● TEXT SEGMENT:
IT CAUGHT EVERYONE by surprise. A return to the Holy Land has become John Paul II’s greatest dream for the Jubilee of the Year 2000. He admits this fact in a letter published June 29, the Feast of Saint Peter and Paul, “On the Pilgrimage to Places Linked to Salvation History.”
“Abandoning myself entirely to the divine will, I would be very happy if this plan materializes.” He has already been to the Holy Land in 1965 as the then Cardinal of Cracow. Now he wants to return as the Pope.
A Very Resourceful Pope
His plan is very ambitious. He would like to visit the main sites that witnessed Biblical scenes like the promise to Abraham, the handing of the Ten Commandments to Moses, the Gabriel’s Annunciation to Mary, Jesus’ birth in a stable, the Crucifixion, and St. Paul’s shattering conversion.
This means going to Iraq, Israel and Greece. “It is, undoubtedly, an emblematic pilgrimage”, commented Msgr. Gianfranco Ravasi, one of the most prolific Bible scholars of our times.
“The Christian pilgrimage is by definition a trip into history and into space. It consists of earth, stone, water, air. Christian Revelation is not private or disembodied, but takes place in history.”

(Data on object locations)
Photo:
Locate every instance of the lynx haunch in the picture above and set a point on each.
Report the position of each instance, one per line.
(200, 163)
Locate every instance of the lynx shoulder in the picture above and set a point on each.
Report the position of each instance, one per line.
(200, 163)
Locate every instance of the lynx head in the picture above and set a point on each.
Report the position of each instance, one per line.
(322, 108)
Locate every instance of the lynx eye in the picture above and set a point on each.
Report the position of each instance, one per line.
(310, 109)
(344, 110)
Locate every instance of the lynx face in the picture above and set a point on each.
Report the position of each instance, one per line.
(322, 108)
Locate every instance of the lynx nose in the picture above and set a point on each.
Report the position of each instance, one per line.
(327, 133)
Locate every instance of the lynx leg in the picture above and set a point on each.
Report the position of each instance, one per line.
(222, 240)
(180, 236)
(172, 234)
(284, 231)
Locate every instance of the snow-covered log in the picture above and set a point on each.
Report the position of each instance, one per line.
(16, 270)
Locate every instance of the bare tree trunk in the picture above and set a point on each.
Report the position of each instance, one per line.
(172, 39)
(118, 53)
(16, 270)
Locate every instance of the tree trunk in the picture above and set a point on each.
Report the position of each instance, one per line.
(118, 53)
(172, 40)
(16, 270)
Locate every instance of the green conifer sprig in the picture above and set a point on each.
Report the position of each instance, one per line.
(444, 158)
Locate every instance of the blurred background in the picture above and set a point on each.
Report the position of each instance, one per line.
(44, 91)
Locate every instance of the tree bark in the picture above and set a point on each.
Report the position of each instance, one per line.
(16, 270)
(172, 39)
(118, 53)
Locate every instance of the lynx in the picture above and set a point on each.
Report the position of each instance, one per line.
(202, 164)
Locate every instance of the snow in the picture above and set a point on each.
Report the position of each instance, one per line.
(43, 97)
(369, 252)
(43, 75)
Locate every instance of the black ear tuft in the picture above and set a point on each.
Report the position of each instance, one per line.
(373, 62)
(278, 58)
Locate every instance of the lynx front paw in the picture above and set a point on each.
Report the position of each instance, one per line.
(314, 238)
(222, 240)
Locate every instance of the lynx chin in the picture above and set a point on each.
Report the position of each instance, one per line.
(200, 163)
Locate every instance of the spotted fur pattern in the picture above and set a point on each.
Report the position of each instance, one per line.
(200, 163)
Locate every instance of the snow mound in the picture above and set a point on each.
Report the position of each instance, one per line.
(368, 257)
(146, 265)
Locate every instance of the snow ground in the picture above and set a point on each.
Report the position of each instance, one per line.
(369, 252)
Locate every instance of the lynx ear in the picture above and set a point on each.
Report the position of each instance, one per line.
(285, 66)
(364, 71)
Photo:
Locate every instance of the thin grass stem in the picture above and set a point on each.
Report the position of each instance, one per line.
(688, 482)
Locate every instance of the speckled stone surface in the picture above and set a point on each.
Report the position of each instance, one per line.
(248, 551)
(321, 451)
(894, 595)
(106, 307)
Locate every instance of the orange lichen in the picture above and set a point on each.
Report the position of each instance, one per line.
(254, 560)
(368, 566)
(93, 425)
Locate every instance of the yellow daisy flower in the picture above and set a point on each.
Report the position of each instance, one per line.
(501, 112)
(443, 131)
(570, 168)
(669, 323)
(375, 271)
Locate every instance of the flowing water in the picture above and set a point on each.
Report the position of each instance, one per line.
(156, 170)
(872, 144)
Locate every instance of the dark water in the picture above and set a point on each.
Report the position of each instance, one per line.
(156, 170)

● WHAT THIS EXERCISE ASKS:
1. According to the pilgrimage article, in what year had John Paul II already been to the Holy Land?
2. Please repeat the pilgrimage article from "IT CAUGHT EVERYONE" to "Paul’s shattering conversion.", switching "Holy Land" to "Middle East".
3. Which Biblical scenes does the pilgrimage article name as having been witnessed at the sites the Pope would like to visit?

● WORKED ANSWERS:
1. 1965, when he was Cardinal of Cracow.

2.
IT CAUGHT EVERYONE by surprise. A return to the Middle East has become John Paul II’s greatest dream for the Jubilee of the Year 2000. He admits this fact in a letter published June 29, the Feast of Saint Peter and Paul, “On the Pilgrimage to Places Linked to Salvation History.”
“Abandoning myself entirely to the divine will, I would be very happy if this plan materializes.” He has already been to the Middle East in 1965 as the then Cardinal of Cracow. Now he wants to return as the Pope.
A Very Resourceful Pope
His plan is very ambitious. He would like to visit the main sites that witnessed Biblical scenes like the promise to Abraham, the handing of the Ten Commandments to Moses, the Gabriel’s Annunciation to Mary, Jesus’ birth in a stable, the Crucifixion, and St. Paul’s shattering conversion.

3. The promise to Abraham; the handing of the Ten Commandments to Moses; Gabriel's Annunciation to Mary; Jesus' birth in a stable; the Crucifixion; St. Paul's shattering conversion.